** Exercise prompt **
Please reproduce word for word the lines below, starting with the line that contains "For each instance of the white farmhouse, place" and continuing through the last line of the set.

═════ Recorded data ═════

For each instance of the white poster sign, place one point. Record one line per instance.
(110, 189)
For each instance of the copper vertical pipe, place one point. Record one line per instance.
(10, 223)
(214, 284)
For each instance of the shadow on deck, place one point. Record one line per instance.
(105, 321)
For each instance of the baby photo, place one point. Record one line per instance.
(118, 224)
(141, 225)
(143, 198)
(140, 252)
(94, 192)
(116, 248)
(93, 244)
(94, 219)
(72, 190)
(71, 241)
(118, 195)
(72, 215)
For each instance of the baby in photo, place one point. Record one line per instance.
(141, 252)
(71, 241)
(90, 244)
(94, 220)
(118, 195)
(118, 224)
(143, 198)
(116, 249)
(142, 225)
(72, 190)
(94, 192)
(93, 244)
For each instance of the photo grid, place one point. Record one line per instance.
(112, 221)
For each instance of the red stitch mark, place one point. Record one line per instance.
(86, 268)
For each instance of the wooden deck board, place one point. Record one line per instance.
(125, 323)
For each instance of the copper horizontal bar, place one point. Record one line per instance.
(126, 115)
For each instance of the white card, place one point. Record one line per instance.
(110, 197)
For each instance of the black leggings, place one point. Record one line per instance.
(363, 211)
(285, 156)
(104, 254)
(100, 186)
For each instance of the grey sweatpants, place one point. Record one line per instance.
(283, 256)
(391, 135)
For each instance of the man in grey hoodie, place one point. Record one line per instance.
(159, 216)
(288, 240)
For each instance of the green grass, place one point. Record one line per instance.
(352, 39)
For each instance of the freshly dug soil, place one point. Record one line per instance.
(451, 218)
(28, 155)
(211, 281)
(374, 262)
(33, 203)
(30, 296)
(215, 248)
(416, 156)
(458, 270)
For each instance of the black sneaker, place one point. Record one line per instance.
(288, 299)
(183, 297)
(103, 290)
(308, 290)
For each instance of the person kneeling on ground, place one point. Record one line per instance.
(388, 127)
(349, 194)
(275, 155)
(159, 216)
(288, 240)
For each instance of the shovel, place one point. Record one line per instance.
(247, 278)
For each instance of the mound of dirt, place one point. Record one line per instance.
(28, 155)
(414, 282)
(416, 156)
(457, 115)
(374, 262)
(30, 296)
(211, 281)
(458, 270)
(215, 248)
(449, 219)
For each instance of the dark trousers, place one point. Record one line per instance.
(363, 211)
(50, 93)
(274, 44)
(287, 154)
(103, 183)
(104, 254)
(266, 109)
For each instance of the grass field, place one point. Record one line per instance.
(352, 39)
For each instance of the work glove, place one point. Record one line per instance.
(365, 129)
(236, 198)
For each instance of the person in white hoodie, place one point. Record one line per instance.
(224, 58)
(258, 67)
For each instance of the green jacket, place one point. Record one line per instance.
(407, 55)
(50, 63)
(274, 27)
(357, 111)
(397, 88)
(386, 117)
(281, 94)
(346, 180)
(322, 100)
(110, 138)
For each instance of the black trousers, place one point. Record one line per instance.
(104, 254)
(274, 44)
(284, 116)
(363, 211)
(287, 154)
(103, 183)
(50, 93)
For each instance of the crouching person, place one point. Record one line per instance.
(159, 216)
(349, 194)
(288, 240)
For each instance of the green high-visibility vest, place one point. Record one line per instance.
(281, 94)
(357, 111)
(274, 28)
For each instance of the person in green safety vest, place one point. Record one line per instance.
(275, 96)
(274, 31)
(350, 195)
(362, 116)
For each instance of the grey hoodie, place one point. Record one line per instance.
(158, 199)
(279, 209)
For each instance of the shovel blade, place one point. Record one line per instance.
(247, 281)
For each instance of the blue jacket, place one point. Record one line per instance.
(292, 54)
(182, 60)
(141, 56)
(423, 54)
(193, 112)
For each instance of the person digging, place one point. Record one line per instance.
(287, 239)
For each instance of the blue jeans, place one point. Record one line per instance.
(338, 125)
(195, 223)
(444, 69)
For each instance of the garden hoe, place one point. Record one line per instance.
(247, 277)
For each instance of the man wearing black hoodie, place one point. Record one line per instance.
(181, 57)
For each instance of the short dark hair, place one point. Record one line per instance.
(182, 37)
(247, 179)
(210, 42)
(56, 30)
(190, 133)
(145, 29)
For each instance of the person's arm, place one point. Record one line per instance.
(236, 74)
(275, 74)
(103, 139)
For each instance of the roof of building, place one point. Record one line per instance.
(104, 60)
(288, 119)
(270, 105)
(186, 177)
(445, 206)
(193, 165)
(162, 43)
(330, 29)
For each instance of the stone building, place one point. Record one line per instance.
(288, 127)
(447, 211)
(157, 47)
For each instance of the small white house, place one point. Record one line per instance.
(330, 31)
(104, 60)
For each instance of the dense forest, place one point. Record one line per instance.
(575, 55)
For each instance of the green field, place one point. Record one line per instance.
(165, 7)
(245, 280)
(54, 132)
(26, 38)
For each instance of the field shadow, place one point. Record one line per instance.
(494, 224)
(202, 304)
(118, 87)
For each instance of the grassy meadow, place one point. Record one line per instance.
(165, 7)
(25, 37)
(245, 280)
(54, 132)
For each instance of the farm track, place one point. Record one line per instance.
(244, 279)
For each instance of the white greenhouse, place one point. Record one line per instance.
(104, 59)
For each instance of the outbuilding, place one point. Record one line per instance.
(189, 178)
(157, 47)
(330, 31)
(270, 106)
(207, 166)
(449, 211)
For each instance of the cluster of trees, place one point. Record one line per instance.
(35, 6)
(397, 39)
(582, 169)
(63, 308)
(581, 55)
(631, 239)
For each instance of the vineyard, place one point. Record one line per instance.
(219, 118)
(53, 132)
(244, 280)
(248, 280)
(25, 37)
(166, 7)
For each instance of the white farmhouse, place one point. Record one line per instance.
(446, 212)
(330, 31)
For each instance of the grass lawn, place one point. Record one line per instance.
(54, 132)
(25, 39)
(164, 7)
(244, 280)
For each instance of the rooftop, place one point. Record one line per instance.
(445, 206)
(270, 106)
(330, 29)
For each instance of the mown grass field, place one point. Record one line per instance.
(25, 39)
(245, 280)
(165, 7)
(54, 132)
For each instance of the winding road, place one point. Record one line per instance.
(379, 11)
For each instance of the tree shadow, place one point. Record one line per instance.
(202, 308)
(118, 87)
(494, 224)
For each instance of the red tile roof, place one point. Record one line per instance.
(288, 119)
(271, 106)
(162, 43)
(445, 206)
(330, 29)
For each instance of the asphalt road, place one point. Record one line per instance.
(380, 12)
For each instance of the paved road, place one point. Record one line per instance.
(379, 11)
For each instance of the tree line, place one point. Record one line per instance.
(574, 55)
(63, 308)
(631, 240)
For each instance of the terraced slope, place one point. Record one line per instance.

═════

** Answer to the problem **
For each instance of the white farmhouse, place one point. Record one line per instance.
(446, 212)
(330, 31)
For each instance of the grass lawn, place one point. Record one line per instance.
(54, 132)
(25, 39)
(164, 7)
(244, 280)
For each instance of the rooftop, place one point. Record one line per instance.
(445, 206)
(270, 106)
(330, 29)
For each instance of the mown grass field, place one point. Record one line per instance.
(25, 39)
(245, 280)
(165, 7)
(54, 132)
For each instance of the winding road, place one point. Record one line per instance.
(379, 11)
For each instance of the tree shadow, place one point. Record one line per instance.
(202, 308)
(118, 87)
(494, 224)
For each instance of the red tile roof, place one point. Record one line per instance.
(288, 119)
(271, 106)
(162, 43)
(445, 206)
(330, 29)
For each instance of the asphalt road, place one point. Record one line per instance.
(380, 12)
For each instance of the paved road, place one point. Record one line per instance.
(379, 11)
For each instance of the tree line, place one point. Record one line per instance.
(574, 55)
(63, 308)
(631, 240)
For each instance of the terraced slope, place one point. Record one line per instance.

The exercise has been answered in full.